TEXTO DA PÁGINA =>
Os reveses legais ainda não dissuadiram a Casa Branca, onde os principais assessores sinalizaram que o presidente não abandonaria sua campanha de usar tarifas como arma política. Ao longo do dia, a administração insinuou sobre outros poderes à sua disposição no comércio, uma referência às quase meia dúzia de outras leis que poderia usar para impor taxas.
Por exemplo, uma dessas leis poderia permitir que os Estados Unidos impusessem uma tarifa de 15% sobre países com os quais têm déficit comercial, uma preocupação que o presidente frequentemente cita. Mas Trump e seus assessores há muito evitam esses caminhos, que normalmente exigem mais tempo e preparação do que os poderes de emergência que o presidente cobiça e que os tribunais estão agora revisando.
Questionado sobre os próximos passos, Kevin Hassett, diretor do Conselho Econômico Nacional, pareceu aludir a alguns desses caminhos legais no início de quinta-feira. Ele disse à Fox que o presidente tinha “medidas” à sua disposição.
Mas reconheceu que essas abordagens “levariam alguns meses”, acrescentando posteriormente que a Casa Branca “não está planejando segui-las agora”.
Por enquanto, a primeira bateria de decisões judiciais lançou dúvidas legais sobre o elemento central da estratégia comercial de Trump, que depende de um uso inovador da Lei de Poderes Econômicos de Emergência Internacional. Essa lei de 1977 concede ao presidente um conjunto de poderes especiais para enfrentar ameaças urgentes, embora não mencione explicitamente tarifas.

LINHAS FORNECIDAS =>
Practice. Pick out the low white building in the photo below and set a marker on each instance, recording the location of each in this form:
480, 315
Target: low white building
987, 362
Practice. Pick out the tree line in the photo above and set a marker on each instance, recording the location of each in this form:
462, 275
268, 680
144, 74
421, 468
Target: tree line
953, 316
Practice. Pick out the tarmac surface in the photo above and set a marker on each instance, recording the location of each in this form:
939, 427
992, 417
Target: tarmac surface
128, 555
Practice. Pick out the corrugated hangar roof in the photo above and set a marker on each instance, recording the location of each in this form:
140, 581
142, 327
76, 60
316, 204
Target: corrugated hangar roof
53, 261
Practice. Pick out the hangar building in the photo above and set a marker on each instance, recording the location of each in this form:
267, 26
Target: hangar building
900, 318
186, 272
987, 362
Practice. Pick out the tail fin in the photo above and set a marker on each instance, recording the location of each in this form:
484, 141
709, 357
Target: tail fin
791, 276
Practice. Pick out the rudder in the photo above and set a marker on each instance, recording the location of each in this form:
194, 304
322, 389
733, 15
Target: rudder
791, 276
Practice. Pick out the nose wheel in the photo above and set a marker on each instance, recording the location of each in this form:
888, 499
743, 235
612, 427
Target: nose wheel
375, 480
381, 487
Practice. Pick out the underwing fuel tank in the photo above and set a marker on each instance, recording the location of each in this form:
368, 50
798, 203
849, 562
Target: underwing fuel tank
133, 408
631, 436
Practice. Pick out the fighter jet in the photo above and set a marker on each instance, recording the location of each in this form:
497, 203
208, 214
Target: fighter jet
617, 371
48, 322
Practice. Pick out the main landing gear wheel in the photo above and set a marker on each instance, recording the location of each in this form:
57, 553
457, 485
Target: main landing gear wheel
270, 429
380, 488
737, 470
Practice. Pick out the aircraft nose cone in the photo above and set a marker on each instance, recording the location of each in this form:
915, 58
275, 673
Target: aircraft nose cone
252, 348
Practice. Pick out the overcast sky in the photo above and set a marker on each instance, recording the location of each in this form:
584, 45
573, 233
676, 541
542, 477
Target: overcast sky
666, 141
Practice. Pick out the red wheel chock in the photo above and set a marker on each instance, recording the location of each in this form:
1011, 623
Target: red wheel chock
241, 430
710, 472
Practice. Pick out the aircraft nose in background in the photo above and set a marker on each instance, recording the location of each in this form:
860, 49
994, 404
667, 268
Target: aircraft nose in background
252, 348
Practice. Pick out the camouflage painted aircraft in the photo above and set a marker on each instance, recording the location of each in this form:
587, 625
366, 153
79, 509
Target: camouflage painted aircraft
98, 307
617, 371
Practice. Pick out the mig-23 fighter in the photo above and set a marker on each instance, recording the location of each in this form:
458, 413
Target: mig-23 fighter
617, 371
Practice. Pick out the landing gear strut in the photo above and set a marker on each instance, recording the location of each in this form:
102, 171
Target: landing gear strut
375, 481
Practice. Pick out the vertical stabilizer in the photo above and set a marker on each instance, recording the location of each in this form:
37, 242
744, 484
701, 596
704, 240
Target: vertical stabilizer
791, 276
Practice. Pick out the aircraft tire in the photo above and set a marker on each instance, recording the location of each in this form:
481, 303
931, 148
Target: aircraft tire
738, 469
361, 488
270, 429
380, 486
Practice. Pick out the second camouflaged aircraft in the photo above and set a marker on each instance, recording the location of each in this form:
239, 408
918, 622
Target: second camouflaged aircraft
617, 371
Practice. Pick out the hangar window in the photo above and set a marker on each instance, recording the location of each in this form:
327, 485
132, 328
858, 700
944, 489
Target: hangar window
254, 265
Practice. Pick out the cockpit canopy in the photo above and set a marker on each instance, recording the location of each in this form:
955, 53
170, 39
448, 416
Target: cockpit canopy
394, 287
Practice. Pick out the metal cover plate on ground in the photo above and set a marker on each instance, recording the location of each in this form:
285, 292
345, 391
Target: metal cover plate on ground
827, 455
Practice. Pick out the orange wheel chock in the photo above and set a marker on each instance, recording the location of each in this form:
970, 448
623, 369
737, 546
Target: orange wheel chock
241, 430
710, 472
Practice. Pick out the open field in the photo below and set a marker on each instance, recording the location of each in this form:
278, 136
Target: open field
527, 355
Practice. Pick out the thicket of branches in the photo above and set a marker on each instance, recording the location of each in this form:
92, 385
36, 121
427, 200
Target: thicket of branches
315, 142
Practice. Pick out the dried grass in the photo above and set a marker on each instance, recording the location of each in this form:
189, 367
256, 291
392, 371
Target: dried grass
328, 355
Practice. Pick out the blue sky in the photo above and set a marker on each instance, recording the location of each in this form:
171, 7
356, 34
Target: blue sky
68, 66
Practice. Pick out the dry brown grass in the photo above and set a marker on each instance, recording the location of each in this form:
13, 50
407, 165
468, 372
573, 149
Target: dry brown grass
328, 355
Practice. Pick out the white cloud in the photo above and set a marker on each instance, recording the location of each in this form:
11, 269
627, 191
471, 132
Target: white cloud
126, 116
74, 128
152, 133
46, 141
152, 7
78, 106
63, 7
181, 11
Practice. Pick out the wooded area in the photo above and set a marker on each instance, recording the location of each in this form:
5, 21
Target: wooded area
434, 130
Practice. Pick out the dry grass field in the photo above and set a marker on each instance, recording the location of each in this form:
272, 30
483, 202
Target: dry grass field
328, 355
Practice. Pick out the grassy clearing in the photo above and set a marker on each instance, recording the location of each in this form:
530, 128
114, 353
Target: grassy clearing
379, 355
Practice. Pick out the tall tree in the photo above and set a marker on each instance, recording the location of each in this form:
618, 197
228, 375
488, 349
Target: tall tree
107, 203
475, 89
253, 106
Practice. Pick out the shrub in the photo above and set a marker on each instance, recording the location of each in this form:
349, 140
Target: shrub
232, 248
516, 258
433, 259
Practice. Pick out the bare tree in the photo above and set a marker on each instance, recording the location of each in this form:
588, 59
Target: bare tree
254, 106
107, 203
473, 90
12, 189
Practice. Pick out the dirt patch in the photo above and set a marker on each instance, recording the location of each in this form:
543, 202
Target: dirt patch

TAREFAS A CUMPRIR =>
[a] Por favor, copie do texto sobre as tarifas, sem nenhuma alteração, o trecho que começa nas palavras com "Os reveses legais" e termina em "estão agora revisando.".
[b] Segundo o texto sobre as tarifas, de que ano é a Lei de Poderes Econômicos de Emergência Internacional?

RESPOSTAS POR TAREFA =>
[a]
Os reveses legais ainda não dissuadiram a Casa Branca, onde os principais assessores sinalizaram que o presidente não abandonaria sua campanha de usar tarifas como arma política. Ao longo do dia, a administração insinuou sobre outros poderes à sua disposição no comércio, uma referência às quase meia dúzia de outras leis que poderia usar para impor taxas.
Por exemplo, uma dessas leis poderia permitir que os Estados Unidos impusessem uma tarifa de 15% sobre países com os quais têm déficit comercial, uma preocupação que o presidente frequentemente cita. Mas Trump e seus assessores há muito evitam esses caminhos, que normalmente exigem mais tempo e preparação do que os poderes de emergência que o presidente cobiça e que os tribunais estão agora revisando.

[b] De 1977.